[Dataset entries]
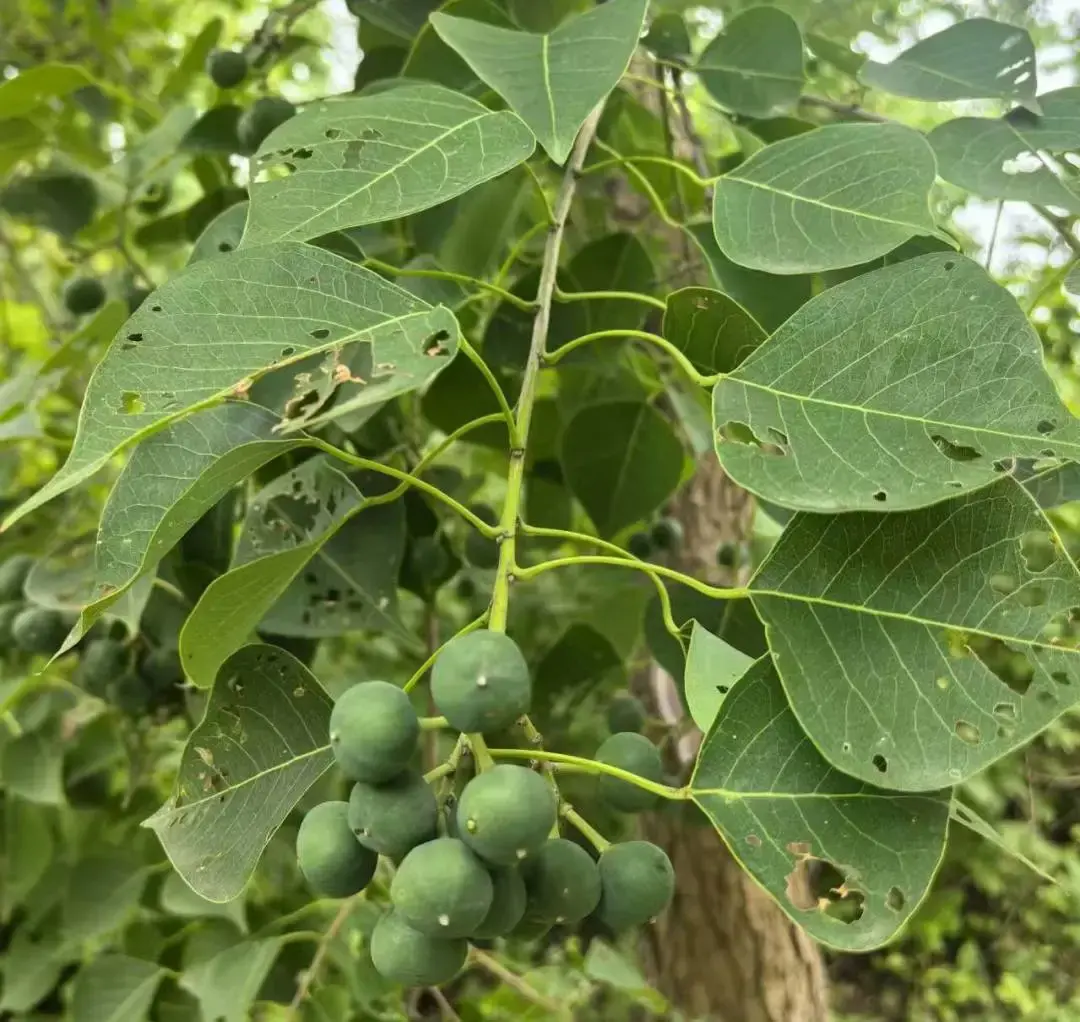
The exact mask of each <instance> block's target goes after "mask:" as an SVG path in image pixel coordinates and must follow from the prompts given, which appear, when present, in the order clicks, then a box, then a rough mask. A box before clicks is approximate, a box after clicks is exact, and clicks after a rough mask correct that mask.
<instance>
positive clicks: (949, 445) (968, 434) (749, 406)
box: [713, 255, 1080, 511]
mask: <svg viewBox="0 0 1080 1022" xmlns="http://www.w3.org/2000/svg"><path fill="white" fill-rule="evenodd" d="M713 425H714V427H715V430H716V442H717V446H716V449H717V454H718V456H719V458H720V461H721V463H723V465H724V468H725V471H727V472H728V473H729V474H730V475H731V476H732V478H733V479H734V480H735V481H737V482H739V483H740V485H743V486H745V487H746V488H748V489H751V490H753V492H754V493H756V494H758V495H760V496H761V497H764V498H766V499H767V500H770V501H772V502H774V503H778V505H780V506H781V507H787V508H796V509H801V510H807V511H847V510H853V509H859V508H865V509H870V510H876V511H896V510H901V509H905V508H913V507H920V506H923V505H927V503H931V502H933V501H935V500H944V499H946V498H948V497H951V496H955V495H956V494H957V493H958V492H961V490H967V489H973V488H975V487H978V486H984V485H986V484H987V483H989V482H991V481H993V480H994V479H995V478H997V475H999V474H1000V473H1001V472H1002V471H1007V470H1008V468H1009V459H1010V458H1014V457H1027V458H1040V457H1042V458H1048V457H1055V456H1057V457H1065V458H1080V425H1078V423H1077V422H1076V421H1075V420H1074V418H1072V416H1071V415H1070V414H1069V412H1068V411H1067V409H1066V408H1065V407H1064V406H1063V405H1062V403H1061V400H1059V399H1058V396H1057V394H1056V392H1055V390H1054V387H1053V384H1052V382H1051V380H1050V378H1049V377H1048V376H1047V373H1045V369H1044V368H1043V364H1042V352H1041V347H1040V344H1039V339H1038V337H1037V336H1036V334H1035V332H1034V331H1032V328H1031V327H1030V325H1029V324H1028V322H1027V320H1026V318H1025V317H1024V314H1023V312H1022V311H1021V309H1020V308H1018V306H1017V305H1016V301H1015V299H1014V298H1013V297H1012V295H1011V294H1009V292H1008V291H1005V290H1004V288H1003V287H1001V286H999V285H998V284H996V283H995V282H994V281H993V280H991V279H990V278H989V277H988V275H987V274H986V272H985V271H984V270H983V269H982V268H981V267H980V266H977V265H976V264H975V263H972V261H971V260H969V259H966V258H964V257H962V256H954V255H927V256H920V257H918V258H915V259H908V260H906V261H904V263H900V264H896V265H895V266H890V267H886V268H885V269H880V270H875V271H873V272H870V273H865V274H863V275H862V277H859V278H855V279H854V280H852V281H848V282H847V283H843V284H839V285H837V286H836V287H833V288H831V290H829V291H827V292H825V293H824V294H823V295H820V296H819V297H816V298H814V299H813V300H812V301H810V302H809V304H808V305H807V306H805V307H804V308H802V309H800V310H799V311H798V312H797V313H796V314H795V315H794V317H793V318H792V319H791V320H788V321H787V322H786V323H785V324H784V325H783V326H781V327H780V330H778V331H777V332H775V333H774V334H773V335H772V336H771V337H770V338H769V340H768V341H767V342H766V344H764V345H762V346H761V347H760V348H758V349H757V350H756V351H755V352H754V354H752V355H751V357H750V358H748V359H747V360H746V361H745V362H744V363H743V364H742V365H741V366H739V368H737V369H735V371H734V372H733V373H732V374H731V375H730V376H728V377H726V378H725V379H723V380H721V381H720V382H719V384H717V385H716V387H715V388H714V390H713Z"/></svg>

#### [Task to complete]
Verbatim copy with pictures excluded: write out the records above in full.

#### [Answer]
The exact mask of each <instance> block's target goes after "mask:" as an SVG path in image pixel coordinates and must follow from the prompts given, which appear, when present, in the order clicks, then a box, then a rough mask. A box before clicks is approximate, a box after clicks is exact, and clicks after a rough mask correct that mask.
<instance>
positive clicks: (949, 445) (968, 434) (749, 406)
box: [713, 255, 1080, 511]
mask: <svg viewBox="0 0 1080 1022" xmlns="http://www.w3.org/2000/svg"><path fill="white" fill-rule="evenodd" d="M713 425H714V427H715V430H716V442H717V446H716V449H717V454H718V456H719V458H720V461H721V463H723V465H724V468H725V471H727V472H728V473H729V474H730V475H731V476H732V478H733V479H734V480H735V481H737V482H739V483H740V485H743V486H745V487H746V488H748V489H751V490H753V492H754V493H756V494H758V495H760V496H761V497H764V498H766V499H767V500H770V501H772V502H774V503H778V505H780V506H781V507H787V508H796V509H801V510H807V511H847V510H853V509H859V508H865V509H870V510H876V511H896V510H901V509H905V508H913V507H920V506H923V505H927V503H931V502H933V501H935V500H944V499H946V498H948V497H951V496H955V495H956V494H957V493H958V492H961V490H967V489H973V488H975V487H978V486H984V485H986V484H987V483H989V482H991V481H993V480H994V479H995V478H997V475H999V474H1000V473H1001V472H1002V471H1007V470H1008V468H1009V459H1010V458H1014V457H1027V458H1040V457H1042V458H1048V457H1055V456H1057V457H1065V458H1080V425H1078V423H1077V422H1076V421H1075V420H1074V418H1072V416H1071V415H1070V414H1069V412H1068V411H1067V409H1066V408H1065V407H1064V406H1063V405H1062V403H1061V400H1059V399H1058V396H1057V394H1056V392H1055V390H1054V387H1053V384H1052V382H1051V380H1050V378H1049V377H1048V376H1047V373H1045V369H1044V368H1043V364H1042V352H1041V347H1040V344H1039V339H1038V337H1037V336H1036V334H1035V332H1034V331H1032V328H1031V327H1030V325H1029V324H1028V322H1027V320H1026V318H1025V317H1024V314H1023V312H1022V311H1021V309H1020V308H1018V306H1017V305H1016V301H1015V299H1014V298H1013V297H1012V295H1011V294H1009V292H1008V291H1005V290H1004V288H1003V287H1001V286H999V285H998V284H996V283H995V282H994V281H993V280H991V279H990V278H989V277H988V275H987V274H986V272H985V271H984V270H983V269H982V268H981V267H980V266H977V265H976V264H975V263H972V261H971V260H969V259H966V258H964V257H962V256H954V255H927V256H920V257H918V258H915V259H908V260H906V261H904V263H900V264H896V265H895V266H890V267H886V268H885V269H880V270H875V271H873V272H870V273H865V274H863V275H862V277H859V278H855V279H854V280H852V281H848V282H847V283H843V284H839V285H837V286H836V287H833V288H831V290H829V291H827V292H825V293H824V294H823V295H820V296H819V297H816V298H814V299H813V300H812V301H810V302H809V304H808V305H807V306H805V307H804V308H802V309H800V310H799V311H798V312H797V313H796V314H795V315H794V317H793V318H792V319H791V320H788V321H787V322H786V323H785V324H784V325H783V326H781V327H780V330H778V331H777V332H775V333H774V334H773V335H772V336H771V337H770V338H769V340H768V341H767V342H766V344H764V345H762V346H761V347H760V348H758V349H757V350H756V351H755V352H754V354H752V355H751V357H750V358H748V359H747V360H746V361H745V362H744V363H743V364H742V365H741V366H739V368H737V369H735V371H734V372H733V373H732V374H731V375H730V376H728V377H726V378H725V379H723V380H721V381H720V382H719V384H717V385H716V387H715V388H714V390H713Z"/></svg>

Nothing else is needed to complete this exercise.